**Pointing and labeling entries**.
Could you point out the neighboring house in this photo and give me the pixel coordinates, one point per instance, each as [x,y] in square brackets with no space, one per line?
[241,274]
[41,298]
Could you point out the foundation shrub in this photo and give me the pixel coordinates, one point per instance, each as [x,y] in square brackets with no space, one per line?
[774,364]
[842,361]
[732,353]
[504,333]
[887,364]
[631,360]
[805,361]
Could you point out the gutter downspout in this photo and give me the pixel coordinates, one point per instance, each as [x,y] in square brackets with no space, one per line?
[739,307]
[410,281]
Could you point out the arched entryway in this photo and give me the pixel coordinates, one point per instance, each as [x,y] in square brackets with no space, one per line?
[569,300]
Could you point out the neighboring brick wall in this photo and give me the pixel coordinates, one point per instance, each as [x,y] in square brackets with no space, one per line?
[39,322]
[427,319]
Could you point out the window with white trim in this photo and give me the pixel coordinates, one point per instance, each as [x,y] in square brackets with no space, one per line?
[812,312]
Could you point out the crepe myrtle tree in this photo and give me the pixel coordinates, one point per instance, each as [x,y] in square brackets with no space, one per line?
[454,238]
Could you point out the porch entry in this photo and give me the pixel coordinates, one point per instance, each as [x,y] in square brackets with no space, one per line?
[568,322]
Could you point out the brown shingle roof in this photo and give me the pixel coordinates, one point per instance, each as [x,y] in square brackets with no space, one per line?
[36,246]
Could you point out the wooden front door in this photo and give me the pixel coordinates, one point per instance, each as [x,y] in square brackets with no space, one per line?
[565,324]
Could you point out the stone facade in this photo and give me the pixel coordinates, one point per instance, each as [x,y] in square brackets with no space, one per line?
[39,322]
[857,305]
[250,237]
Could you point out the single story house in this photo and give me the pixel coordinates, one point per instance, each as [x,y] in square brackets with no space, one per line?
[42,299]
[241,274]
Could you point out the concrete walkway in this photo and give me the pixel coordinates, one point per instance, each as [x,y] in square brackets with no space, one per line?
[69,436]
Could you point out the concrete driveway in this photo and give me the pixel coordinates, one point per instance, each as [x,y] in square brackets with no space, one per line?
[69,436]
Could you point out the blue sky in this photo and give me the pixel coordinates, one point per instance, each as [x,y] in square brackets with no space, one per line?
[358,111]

**Aim of the task**. Your task is to give the records above again, exactly.

**Response**.
Could you point out the neighboring house in this photo and give me the pixel coordinates, one point per instance, each as [x,y] in square brackets with no space, one per line?
[241,274]
[41,298]
Could you point out the foundation shrub in this photo and give me the pixel coordinates, one point per instance, each as [x,y] in square brackets with no space, one per line?
[774,364]
[842,361]
[732,353]
[504,333]
[887,364]
[631,360]
[805,361]
Could you point out the gutter downspout in this photo and give me the pixel coordinates, one point per instance, each as [x,y] in square brackets with no space, one per line?
[739,307]
[410,281]
Could you point out the arched entryway in this photo and give me the pixel coordinates, one point per instance, each as [x,y] in square brackets with no space, one per line?
[569,300]
Could you point out the neighboring brick wall in this photo and give me the pixel coordinates, one point per instance, each as [x,y] in square brackets with no space, one per line?
[39,322]
[427,319]
Could you point out the window with white trim in this photo and give me the pixel coordinates, one point per instance, each as [x,y] in square brackets with no space, one per line?
[812,312]
Could you point out the crepe myrtle tree in this photo and give me the pixel coordinates, one point per instance, each as [x,y] in square brackets with no space, one per line?
[454,238]
Could you point out the porch entry in this photo and give me the pixel coordinates, one point per instance, each as [x,y] in square brackets with no space, one per line?
[568,322]
Could you point out the brown shingle roof in this photo and give me the pixel coordinates, one point per instance, each as [x,y] in square brackets with no space, one per line?
[36,246]
Could you point out the wooden front door in this photo and give me the pixel coordinates, one point per instance, each as [x,y] in square brackets with no space, one per line?
[565,324]
Could you point out the stone facade in this photo and give me the pixel coordinates, one point per instance, each as [x,y] in square brackets with no space, one per line?
[39,322]
[857,305]
[250,237]
Could you point out the single story house in this photo and give me the pixel coordinates, one point per instance, each as [x,y] in square brackets with no space, one per line?
[42,299]
[241,274]
Could you point out the concrete walkway in this photo and give me the pixel coordinates, one point per instance, each as [x,y] in square brackets with no space, one per line?
[69,436]
Could you point out the concrete driveway in this photo and give me the pixel coordinates, one point per instance, each as [x,y] in square brackets with no space, one per line?
[69,436]
Could you point out the blue sky in this photo and give me the pixel coordinates, one point per instance, each as [x,y] in square brackets with no space, one per line?
[358,111]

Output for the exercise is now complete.